Point placement rows:
+---+
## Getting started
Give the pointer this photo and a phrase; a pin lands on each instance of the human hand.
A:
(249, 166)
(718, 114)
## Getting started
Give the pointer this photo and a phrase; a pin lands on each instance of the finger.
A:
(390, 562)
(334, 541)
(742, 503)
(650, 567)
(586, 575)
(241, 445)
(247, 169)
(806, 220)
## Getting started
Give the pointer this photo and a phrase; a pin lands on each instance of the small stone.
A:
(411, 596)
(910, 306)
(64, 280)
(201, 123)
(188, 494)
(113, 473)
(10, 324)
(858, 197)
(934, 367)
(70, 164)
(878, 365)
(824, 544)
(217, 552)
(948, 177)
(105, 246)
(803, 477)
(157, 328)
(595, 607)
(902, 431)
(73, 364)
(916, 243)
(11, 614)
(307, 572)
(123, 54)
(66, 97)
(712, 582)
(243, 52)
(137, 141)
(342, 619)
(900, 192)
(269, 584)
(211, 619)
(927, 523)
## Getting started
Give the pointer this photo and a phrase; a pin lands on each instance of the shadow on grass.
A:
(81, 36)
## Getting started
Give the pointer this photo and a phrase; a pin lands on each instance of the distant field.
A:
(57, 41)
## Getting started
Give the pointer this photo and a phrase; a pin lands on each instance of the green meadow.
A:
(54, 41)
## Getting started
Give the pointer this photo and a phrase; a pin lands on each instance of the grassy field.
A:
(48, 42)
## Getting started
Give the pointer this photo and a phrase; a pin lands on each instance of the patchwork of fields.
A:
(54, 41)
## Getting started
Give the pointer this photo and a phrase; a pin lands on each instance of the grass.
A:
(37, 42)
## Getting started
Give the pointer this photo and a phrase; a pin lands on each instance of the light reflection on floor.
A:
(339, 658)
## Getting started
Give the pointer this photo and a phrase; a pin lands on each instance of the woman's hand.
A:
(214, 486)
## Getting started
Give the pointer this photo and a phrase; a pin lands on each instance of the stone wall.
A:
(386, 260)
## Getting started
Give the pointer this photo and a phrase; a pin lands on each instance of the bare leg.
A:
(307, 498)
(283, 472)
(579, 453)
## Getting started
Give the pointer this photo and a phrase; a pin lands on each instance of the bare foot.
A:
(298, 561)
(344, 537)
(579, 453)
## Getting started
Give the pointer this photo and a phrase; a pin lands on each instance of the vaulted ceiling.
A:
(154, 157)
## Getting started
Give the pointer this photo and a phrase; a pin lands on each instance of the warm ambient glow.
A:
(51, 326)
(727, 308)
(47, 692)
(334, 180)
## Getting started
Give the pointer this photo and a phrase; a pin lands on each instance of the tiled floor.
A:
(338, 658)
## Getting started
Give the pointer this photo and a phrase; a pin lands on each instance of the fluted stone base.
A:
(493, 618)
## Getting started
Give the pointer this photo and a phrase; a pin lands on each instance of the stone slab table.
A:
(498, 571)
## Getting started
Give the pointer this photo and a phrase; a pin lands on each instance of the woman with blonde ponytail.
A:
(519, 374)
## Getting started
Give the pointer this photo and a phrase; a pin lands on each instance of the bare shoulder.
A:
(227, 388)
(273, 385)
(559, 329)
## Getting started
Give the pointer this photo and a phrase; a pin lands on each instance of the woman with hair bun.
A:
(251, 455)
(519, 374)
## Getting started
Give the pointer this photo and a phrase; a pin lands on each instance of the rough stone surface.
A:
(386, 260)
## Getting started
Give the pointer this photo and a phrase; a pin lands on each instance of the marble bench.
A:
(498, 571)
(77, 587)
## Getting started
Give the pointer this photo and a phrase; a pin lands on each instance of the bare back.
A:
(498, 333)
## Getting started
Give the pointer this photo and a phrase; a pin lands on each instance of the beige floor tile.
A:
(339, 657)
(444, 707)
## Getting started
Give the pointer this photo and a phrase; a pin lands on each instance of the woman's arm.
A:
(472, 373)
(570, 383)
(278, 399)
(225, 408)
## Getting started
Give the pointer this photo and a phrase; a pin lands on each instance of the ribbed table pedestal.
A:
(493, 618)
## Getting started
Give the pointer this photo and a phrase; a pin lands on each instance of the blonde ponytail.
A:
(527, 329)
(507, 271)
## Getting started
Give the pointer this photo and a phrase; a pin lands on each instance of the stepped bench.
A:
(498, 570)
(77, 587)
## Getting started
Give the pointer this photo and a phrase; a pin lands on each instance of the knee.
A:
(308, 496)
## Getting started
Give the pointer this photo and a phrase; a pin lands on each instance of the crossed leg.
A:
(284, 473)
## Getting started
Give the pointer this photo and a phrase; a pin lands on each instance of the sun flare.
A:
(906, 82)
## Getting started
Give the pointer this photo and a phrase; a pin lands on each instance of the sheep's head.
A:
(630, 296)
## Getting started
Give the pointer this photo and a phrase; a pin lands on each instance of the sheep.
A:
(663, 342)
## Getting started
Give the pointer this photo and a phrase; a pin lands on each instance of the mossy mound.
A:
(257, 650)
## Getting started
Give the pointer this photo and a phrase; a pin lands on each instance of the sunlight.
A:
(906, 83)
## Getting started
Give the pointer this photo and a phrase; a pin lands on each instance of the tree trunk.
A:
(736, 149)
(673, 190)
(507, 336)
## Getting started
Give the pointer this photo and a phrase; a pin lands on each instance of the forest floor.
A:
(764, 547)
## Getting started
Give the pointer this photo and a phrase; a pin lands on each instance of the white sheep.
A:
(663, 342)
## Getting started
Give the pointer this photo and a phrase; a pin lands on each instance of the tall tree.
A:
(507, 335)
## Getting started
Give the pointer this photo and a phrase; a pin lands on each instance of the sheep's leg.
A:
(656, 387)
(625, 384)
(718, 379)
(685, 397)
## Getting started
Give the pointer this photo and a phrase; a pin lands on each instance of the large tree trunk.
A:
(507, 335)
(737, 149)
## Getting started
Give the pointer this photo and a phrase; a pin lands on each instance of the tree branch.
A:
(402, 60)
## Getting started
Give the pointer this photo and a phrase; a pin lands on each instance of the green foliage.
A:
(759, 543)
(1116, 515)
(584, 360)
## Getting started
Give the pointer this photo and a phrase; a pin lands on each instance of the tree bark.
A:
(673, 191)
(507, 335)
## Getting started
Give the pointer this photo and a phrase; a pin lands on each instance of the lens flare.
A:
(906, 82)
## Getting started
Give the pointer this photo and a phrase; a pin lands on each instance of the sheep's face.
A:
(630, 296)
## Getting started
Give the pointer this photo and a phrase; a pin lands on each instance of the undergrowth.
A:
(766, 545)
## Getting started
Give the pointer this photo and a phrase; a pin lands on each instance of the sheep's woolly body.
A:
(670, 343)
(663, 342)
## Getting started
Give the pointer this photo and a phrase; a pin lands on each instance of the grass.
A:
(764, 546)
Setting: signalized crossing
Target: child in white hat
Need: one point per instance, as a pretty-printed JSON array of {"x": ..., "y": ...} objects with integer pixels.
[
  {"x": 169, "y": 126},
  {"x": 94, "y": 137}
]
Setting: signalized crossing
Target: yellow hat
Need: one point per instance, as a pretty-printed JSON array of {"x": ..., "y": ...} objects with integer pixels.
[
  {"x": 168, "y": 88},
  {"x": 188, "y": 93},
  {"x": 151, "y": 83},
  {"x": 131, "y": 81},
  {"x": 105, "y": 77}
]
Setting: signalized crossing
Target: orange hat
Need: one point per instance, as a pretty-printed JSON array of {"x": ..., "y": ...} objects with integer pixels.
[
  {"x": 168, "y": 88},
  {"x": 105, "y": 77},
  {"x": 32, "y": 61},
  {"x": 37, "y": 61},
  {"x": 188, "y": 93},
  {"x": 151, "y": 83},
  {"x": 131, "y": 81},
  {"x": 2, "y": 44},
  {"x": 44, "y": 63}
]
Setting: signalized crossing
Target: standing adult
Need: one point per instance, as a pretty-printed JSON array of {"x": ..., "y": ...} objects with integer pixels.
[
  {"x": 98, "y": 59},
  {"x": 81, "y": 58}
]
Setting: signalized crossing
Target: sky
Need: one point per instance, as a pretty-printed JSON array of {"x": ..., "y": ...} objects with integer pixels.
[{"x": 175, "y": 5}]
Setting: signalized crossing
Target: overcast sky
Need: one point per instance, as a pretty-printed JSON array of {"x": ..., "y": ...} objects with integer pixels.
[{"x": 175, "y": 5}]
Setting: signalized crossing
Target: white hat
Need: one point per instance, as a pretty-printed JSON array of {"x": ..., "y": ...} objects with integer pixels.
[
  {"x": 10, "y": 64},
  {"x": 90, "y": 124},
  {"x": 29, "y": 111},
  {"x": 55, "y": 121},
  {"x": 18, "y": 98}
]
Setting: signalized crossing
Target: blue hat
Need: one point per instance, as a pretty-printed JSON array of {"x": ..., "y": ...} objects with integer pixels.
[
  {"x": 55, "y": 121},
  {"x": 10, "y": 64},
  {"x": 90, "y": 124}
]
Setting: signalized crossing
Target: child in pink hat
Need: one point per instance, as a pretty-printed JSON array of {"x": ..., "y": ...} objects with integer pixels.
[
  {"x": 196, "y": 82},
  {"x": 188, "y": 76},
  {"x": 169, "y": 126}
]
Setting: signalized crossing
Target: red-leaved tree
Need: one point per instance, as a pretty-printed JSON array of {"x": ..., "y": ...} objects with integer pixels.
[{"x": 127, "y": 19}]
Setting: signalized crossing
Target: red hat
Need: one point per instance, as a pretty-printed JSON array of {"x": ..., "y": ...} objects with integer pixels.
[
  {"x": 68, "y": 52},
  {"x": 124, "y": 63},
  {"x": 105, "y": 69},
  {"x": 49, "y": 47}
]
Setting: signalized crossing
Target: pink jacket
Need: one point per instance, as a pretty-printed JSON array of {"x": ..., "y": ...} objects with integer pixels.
+---+
Collect every line of the rows above that contains the word "green", treating case as significant.

Give the pointer this photo and a phrase; a pin lands on each instance of the green meadow.
Give the pointer this photo and a phrase; a pin lands on each instance of the green foliage.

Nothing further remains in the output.